- _Short problem 1_: Read the excerpt on Designated Securities below and decide whether each statement agrees with it: (a) the Representatives may request denominations and names upon at least forty-eight hours' prior notice to the Company; (b) the purchase price is to be paid by check; (c) the agreed time and date of delivery is called the "Closing Date." For each, give yes or no along with the deciding words of the excerpt, quoted exactly.

3. Upon the execution of the Pricing Agreement applicable to
any Designated Securities [and Warrants] and authorization by the
Representatives of the release of such Designated Securities [and Warrants], the
several Underwriters propose to offer such Designated Securities [and Warrants]
for sale upon the terms and conditions set forth in the Prospectus as amended or
supplemented.
4. Designated Securities to be purchased by each Underwriter
pursuant to the Pricing Agreement relating thereto, in definitive form to the
extent practicable, and in such authorized denominations and registered in such
names as the Representatives may request upon at least forty-eight hours' prior
notice to the Company, shall be delivered by or on behalf of the Company to the
Representatives for the account of such Underwriter, against payment by such
Underwriter or on its behalf of the purchase price therefor by wire transfer of
Federal (same-day) funds to the account specified by the Company to the
Representatives at least forty-eight hours in advance or at such other place and
time and date specified in such Pricing Agreement or at such other place and
time and date as the Representatives and the Company may agree upon in writing,
such time and date being herein called the "Time of Delivery" for such
Securities.

- _Data records_:
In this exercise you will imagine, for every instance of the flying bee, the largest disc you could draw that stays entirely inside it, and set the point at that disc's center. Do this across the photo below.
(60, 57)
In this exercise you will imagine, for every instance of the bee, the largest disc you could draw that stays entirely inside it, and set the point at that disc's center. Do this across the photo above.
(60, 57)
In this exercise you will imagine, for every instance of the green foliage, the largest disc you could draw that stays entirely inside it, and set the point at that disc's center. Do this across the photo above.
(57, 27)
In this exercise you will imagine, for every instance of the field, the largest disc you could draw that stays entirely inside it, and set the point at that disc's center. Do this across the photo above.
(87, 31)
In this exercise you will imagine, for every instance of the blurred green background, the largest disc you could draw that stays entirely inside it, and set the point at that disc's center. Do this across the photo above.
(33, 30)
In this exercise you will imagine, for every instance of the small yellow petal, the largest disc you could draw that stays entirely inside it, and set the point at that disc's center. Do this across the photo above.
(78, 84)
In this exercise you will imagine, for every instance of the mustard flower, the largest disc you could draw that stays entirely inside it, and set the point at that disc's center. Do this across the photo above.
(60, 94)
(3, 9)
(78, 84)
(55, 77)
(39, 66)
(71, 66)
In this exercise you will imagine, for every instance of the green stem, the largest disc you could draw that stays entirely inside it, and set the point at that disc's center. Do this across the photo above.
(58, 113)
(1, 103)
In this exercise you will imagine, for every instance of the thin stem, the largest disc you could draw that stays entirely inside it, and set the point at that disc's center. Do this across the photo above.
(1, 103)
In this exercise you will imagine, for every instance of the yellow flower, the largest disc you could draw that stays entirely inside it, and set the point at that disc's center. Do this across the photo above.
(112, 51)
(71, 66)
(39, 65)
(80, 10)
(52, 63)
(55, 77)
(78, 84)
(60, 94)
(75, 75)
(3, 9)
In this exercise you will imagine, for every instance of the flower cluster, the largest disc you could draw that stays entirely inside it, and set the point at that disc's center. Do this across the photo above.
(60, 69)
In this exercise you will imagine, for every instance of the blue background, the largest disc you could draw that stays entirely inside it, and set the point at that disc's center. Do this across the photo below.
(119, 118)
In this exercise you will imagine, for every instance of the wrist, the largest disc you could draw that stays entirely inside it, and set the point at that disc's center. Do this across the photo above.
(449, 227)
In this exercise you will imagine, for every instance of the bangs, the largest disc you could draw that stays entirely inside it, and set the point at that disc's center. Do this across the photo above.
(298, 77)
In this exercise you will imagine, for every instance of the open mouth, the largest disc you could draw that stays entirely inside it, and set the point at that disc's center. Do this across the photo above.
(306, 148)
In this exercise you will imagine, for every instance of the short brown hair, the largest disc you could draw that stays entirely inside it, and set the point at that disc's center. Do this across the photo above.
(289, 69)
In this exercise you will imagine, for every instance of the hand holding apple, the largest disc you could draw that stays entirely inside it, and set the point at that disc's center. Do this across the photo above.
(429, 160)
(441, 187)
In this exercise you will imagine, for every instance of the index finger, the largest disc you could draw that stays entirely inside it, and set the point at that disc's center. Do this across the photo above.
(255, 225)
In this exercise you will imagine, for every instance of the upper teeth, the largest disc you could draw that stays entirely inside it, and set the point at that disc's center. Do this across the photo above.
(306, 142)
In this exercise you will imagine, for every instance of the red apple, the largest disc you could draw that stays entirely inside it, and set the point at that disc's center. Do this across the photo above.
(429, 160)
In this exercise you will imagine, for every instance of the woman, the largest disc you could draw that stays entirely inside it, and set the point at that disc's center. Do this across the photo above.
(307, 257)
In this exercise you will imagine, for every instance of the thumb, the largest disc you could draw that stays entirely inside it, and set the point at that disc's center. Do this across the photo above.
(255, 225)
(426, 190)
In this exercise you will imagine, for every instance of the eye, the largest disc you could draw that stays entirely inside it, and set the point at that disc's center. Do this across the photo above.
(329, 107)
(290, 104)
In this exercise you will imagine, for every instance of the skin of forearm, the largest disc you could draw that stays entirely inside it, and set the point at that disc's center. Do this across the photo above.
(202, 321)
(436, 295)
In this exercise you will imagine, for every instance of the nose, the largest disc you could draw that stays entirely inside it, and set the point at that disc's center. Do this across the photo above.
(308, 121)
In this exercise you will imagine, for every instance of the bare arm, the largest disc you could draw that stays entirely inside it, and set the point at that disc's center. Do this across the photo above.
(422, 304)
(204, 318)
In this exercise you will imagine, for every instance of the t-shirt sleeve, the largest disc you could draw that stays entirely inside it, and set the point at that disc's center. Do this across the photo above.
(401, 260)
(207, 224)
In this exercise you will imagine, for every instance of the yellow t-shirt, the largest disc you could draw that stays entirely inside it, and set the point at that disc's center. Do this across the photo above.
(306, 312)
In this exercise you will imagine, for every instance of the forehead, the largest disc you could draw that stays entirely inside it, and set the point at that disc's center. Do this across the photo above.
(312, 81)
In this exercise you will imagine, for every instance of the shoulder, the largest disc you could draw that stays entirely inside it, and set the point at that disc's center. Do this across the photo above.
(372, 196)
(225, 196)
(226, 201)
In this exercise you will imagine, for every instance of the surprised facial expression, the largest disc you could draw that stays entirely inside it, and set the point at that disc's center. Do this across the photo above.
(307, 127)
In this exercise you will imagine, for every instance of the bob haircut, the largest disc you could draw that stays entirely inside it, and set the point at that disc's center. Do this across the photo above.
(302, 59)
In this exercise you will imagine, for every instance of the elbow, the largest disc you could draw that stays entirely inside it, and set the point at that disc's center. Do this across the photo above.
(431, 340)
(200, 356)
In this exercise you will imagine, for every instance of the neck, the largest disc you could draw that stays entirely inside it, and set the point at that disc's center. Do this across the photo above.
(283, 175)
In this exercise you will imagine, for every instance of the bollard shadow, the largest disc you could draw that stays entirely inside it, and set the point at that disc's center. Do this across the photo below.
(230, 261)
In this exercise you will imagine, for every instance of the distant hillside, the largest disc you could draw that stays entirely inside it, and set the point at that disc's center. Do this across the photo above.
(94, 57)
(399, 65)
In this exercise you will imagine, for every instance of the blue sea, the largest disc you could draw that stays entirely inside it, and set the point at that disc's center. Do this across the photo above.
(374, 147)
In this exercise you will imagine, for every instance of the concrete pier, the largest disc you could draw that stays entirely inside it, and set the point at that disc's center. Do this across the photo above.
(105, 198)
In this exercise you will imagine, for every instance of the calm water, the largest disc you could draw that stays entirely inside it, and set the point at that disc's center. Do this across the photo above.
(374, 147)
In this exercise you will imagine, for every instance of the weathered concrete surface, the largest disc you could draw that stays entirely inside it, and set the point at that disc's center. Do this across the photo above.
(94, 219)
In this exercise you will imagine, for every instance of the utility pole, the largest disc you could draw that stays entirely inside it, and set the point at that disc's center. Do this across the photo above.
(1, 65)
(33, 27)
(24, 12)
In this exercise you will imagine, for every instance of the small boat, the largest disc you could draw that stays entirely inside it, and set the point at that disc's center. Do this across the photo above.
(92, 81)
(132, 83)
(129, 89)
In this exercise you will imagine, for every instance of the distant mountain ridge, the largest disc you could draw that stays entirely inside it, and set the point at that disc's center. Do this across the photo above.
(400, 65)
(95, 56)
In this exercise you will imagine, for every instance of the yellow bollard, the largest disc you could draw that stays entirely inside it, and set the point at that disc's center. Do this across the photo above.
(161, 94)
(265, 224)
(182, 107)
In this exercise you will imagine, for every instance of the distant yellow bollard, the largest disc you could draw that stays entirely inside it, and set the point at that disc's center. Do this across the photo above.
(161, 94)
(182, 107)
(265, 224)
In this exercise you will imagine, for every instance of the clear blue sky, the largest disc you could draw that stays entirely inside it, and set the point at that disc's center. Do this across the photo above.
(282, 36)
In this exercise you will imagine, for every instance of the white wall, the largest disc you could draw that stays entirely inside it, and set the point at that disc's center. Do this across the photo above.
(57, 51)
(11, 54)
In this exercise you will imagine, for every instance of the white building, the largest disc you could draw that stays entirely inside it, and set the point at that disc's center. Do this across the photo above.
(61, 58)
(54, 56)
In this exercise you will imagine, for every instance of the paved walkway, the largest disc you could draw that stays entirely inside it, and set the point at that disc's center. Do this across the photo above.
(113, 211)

- _Short problem 2_: Pull out every line of the records above that holds the string "mountain". Case counts.

- _Expected output 1_:
(a) Yes: "in such authorized denominations and registered in such names as the Representatives may request upon at least forty-eight hours' prior notice to the Company"
(b) No: "by wire transfer of Federal (same-day) funds to the account specified by the Company"
(c) No: "such time and date being herein called the "Time of Delivery" for such Securities"

- _Expected output 2_:
In this exercise you will imagine, for every instance of the distant mountain ridge, the largest disc you could draw that stays entirely inside it, and set the point at that disc's center. Do this across the photo above.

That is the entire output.